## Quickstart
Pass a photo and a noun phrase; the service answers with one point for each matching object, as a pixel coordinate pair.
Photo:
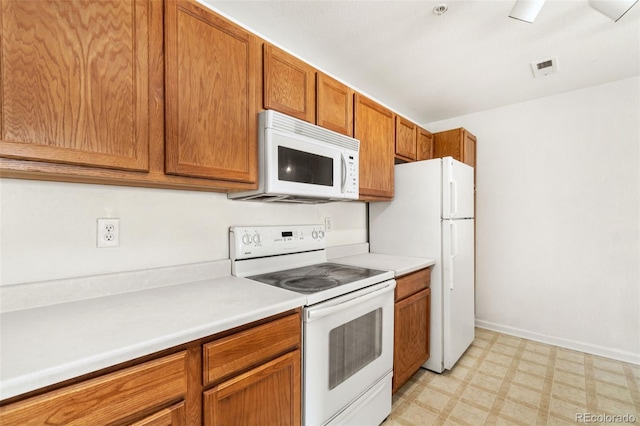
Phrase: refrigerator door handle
(453, 198)
(453, 251)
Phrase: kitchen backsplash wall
(48, 229)
(558, 218)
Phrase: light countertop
(48, 344)
(401, 265)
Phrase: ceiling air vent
(545, 67)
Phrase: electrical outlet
(108, 233)
(328, 224)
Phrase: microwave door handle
(344, 173)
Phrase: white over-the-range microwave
(304, 163)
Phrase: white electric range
(347, 321)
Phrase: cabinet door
(469, 149)
(406, 133)
(411, 336)
(289, 84)
(267, 395)
(75, 82)
(374, 127)
(334, 105)
(424, 145)
(211, 71)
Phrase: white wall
(48, 229)
(558, 218)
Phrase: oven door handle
(313, 314)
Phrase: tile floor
(505, 380)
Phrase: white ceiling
(472, 58)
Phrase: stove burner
(315, 278)
(303, 284)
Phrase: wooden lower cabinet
(175, 415)
(128, 395)
(267, 395)
(259, 384)
(411, 325)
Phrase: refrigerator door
(457, 288)
(457, 189)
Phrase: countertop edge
(51, 375)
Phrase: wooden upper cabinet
(374, 127)
(456, 143)
(424, 144)
(289, 84)
(212, 70)
(334, 105)
(406, 133)
(75, 82)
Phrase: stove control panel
(246, 242)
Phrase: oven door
(348, 347)
(297, 165)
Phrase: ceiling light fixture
(440, 9)
(526, 10)
(613, 9)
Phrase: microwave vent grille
(289, 124)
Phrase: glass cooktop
(315, 278)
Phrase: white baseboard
(630, 357)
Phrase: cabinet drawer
(107, 399)
(412, 283)
(240, 351)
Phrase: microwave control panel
(246, 242)
(351, 184)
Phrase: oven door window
(353, 346)
(304, 167)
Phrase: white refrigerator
(432, 215)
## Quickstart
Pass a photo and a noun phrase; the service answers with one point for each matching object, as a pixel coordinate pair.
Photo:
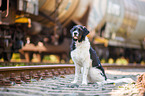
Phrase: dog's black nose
(75, 33)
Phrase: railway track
(54, 80)
(26, 73)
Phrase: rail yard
(35, 48)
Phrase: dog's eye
(74, 29)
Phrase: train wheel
(7, 56)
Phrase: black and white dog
(83, 55)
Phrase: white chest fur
(81, 53)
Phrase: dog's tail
(117, 81)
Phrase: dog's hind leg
(77, 72)
(85, 73)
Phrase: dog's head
(79, 32)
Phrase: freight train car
(122, 23)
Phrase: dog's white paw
(74, 82)
(84, 83)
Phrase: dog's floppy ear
(86, 32)
(72, 29)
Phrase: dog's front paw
(84, 83)
(74, 82)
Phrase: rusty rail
(26, 73)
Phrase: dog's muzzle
(75, 34)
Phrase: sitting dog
(83, 55)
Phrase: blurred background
(39, 30)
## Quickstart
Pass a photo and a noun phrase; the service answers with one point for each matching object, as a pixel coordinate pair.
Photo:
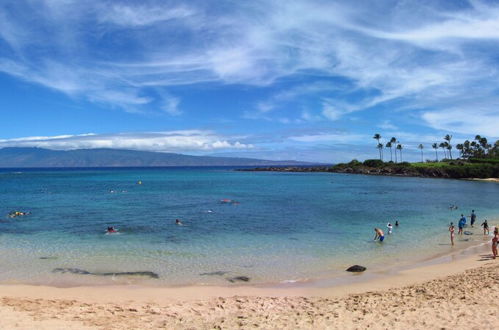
****
What is asked -> Pick out every line of the listing above that contains the string "cabinet", and copy each of those lines unchanged.

The output ->
Phrase: cabinet door
Phrase: wooden lower cabinet
Phrase: wooden upper cabinet
Phrase: cabinet drawer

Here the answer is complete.